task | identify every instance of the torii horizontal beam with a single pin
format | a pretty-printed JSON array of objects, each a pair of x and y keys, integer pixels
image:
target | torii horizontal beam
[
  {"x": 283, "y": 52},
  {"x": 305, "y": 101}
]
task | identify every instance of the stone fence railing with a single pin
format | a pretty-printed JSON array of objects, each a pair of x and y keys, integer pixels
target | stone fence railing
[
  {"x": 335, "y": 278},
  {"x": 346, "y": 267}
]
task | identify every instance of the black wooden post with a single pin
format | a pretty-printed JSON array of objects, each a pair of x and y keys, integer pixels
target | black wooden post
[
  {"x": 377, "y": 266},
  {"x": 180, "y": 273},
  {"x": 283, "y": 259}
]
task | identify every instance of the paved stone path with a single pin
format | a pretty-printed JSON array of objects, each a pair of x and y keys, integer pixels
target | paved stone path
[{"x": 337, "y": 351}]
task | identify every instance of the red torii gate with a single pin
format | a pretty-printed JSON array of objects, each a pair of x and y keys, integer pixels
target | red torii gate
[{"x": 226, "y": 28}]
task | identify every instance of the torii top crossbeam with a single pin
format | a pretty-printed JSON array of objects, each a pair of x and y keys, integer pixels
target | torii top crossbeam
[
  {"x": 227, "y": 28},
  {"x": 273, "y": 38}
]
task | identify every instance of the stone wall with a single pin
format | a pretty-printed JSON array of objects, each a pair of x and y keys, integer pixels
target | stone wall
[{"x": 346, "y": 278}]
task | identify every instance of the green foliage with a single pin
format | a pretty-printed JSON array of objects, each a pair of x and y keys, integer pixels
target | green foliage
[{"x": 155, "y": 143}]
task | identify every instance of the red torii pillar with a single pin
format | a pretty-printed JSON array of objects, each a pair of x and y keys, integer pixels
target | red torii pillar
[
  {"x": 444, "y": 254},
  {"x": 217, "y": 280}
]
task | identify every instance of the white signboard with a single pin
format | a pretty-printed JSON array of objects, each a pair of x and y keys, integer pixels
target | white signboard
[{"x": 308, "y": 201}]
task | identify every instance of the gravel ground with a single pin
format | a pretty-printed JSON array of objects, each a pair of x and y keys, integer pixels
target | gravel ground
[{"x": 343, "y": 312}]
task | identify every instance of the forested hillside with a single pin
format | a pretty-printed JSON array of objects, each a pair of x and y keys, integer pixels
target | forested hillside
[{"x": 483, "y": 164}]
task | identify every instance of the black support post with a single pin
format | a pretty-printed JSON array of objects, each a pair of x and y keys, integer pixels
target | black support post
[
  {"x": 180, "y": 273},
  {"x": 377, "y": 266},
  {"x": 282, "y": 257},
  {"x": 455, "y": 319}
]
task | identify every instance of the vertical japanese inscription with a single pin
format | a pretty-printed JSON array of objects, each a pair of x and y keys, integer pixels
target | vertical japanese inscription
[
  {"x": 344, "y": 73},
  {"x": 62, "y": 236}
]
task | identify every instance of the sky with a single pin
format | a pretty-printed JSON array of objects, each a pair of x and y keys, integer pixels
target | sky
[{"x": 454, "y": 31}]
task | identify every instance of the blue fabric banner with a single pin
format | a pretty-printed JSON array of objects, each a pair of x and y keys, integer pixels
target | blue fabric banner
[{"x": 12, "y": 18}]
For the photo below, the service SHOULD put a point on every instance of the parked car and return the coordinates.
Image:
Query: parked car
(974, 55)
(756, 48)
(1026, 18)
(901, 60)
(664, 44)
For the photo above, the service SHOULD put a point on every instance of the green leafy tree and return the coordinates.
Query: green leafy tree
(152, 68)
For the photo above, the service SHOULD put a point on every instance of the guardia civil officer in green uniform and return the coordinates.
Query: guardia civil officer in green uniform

- The task -
Every one of the entries must be printed exactly.

- Response -
task | identify every instance of the torii horizontal beam with a single pin
format | a pretty-printed JSON array of objects, each a pair of x and y keys, integer pixels
image:
target | torii horizontal beam
[
  {"x": 283, "y": 52},
  {"x": 305, "y": 101}
]
task | identify every instance of the stone fence railing with a single pin
format | a pretty-printed JSON array of objects, each a pair of x and y keys, integer pixels
target | stone fence railing
[
  {"x": 335, "y": 278},
  {"x": 346, "y": 267}
]
task | identify every instance of the black wooden post with a single pin
format | a pretty-printed JSON array of objects, each a pair of x and y keys, integer pixels
target | black wooden post
[
  {"x": 377, "y": 266},
  {"x": 180, "y": 273},
  {"x": 283, "y": 259}
]
task | identify every instance of the paved stone path with a single pin
format | a pretty-printed JSON array of objects, each a pair of x and y keys, integer pixels
target | paved stone path
[{"x": 337, "y": 351}]
task | identify every instance of the red torii gate with a single pin
format | a pretty-printed JSON array of objects, each a pair of x and y keys, integer pixels
target | red torii gate
[{"x": 226, "y": 28}]
task | identify every instance of the torii top crossbeam with a single pin
format | a pretty-printed JSON array of objects, each a pair of x and y keys, integer pixels
target | torii top crossbeam
[
  {"x": 227, "y": 28},
  {"x": 273, "y": 38}
]
task | identify every instance of the stone wall with a single pin
format | a pretty-printed JSON array of objects, each a pair of x and y keys, integer pixels
target | stone wall
[{"x": 346, "y": 278}]
task | identify every instance of the green foliage with a single pin
format | a pretty-printed JSON array of objects, each a pair of x and y keys, integer pixels
target | green foliage
[{"x": 155, "y": 143}]
task | identify every instance of the red torii pillar with a single pin
format | a pretty-printed JSON array of objects, each a pair of x and y keys, integer pixels
target | red torii pillar
[
  {"x": 444, "y": 254},
  {"x": 217, "y": 280}
]
task | identify every instance of the white signboard with a single pin
format | a pretty-printed JSON array of objects, each a pair of x and y keys, integer pixels
target | white signboard
[{"x": 308, "y": 201}]
task | identify every instance of the gravel ground with a single pin
format | a pretty-printed JSON array of objects, each a pair of x and y keys, integer pixels
target | gravel ground
[{"x": 343, "y": 312}]
task | identify every instance of the forested hillside with a single pin
format | a pretty-printed JSON array of objects, each a pair of x and y keys, integer pixels
target | forested hillside
[{"x": 483, "y": 164}]
task | identify every instance of the black support post with a single pin
format | a pretty-printed JSON array of objects, each a pair of x and y keys, integer pixels
target | black support post
[
  {"x": 180, "y": 273},
  {"x": 377, "y": 266},
  {"x": 282, "y": 257},
  {"x": 455, "y": 319}
]
task | identify every instance of the vertical japanese inscription with a single pin
format | a pretty-printed JSON array of objects, each a pair of x and y keys, integer pixels
target | vertical japanese inscription
[
  {"x": 344, "y": 73},
  {"x": 62, "y": 236}
]
task | identify every instance of the sky with a single pin
format | a pretty-printed JSON array of objects, each a pair of x and y keys, integer pixels
target | sky
[{"x": 454, "y": 31}]
task | identify every instance of the blue fabric banner with a single pin
format | a pretty-printed JSON array of objects, each a pair of x and y keys, integer pixels
target | blue fabric banner
[{"x": 12, "y": 18}]
For the photo below, the service SHOULD put a point on every instance of the parked car and return the coordinates.
Image:
Query: parked car
(974, 55)
(756, 48)
(1026, 18)
(901, 60)
(664, 44)
For the photo above, the service SHOULD put a point on every instance of the green leafy tree and return the coordinates.
Query: green leafy tree
(152, 68)
For the photo above, the service SHOULD put a point on every instance of the guardia civil officer in green uniform and return the coordinates.
Query: guardia civil officer in green uniform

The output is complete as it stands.